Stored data
%%

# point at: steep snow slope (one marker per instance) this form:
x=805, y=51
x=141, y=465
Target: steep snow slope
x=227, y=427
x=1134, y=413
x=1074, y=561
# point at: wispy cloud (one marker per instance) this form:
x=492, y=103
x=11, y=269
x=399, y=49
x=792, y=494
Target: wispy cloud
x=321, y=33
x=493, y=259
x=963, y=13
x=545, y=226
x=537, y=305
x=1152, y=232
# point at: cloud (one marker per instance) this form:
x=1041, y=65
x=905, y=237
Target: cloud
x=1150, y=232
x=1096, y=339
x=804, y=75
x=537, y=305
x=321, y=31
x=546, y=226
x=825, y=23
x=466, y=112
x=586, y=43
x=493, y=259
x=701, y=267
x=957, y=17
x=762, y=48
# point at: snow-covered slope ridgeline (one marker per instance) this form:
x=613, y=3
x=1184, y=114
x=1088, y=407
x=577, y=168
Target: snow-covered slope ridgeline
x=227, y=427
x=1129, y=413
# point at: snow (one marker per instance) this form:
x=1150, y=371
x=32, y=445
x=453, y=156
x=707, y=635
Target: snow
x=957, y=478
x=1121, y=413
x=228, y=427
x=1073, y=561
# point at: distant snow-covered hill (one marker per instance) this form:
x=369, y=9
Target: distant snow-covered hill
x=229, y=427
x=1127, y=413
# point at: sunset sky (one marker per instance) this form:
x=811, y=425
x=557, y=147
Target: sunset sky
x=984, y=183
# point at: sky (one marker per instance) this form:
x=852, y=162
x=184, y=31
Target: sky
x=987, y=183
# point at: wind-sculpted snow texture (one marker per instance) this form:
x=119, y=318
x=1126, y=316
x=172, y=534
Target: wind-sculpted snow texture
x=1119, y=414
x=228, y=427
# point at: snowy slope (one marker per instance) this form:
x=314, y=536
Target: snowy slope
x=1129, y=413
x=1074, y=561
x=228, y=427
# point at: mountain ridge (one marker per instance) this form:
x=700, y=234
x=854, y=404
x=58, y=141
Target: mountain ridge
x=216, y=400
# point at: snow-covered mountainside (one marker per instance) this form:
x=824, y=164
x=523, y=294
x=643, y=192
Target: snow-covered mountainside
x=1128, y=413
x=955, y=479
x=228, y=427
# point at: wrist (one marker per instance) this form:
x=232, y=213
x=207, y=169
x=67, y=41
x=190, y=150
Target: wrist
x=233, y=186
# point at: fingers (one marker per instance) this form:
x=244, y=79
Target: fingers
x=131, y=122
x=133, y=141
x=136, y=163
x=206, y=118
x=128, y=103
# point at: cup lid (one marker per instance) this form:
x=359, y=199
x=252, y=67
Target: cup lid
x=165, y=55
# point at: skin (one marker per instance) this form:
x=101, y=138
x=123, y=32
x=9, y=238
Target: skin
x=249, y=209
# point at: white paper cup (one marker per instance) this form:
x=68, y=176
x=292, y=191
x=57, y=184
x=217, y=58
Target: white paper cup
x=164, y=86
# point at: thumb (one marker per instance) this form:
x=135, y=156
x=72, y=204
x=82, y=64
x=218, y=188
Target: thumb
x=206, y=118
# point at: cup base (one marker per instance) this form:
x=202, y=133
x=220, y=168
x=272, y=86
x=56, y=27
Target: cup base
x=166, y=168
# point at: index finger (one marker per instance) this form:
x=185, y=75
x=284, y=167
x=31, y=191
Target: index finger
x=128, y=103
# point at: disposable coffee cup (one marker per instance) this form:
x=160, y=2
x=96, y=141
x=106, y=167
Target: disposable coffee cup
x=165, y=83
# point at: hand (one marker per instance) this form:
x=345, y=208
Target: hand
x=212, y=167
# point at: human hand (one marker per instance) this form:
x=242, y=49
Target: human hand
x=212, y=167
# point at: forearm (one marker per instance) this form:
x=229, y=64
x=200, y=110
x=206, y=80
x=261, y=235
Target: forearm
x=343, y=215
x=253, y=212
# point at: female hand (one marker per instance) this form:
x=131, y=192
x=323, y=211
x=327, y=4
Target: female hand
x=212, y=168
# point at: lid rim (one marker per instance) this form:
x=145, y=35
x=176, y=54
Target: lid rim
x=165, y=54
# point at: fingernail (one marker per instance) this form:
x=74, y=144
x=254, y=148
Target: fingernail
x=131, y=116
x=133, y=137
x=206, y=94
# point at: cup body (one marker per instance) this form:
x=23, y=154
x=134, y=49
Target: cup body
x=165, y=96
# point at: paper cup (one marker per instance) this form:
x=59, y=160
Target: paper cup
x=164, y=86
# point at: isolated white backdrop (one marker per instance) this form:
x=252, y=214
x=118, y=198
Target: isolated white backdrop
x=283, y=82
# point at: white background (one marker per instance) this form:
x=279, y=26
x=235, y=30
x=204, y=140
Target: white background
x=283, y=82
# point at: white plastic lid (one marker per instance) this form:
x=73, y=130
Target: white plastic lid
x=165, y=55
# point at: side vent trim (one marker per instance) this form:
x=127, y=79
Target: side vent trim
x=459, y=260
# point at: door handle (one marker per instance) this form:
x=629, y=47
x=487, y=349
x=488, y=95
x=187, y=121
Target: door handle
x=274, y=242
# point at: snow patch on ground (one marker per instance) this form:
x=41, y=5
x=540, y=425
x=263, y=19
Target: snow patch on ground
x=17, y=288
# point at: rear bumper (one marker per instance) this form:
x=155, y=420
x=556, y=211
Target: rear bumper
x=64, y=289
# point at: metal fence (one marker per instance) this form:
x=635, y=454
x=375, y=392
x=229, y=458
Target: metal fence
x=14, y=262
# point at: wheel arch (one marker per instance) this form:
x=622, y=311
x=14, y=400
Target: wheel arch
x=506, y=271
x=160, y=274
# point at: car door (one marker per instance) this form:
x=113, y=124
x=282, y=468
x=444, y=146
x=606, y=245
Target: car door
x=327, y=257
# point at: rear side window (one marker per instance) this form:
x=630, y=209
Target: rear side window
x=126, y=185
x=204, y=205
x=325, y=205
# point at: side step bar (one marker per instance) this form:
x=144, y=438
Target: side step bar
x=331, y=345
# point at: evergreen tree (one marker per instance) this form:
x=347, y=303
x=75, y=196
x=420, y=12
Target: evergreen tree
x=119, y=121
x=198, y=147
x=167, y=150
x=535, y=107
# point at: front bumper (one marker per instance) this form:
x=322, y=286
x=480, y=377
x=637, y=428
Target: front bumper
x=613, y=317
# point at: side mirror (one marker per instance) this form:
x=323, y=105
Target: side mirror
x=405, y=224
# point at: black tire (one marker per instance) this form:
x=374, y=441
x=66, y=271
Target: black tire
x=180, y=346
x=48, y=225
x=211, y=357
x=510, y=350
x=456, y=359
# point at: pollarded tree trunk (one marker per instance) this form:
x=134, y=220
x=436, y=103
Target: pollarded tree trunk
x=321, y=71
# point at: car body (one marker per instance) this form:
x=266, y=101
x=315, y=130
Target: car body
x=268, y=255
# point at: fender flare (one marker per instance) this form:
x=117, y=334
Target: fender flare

%%

Report each line in the entries where the string "flare" occurs.

# point at: fender flare (one marker per instance) this form:
Target: fender flare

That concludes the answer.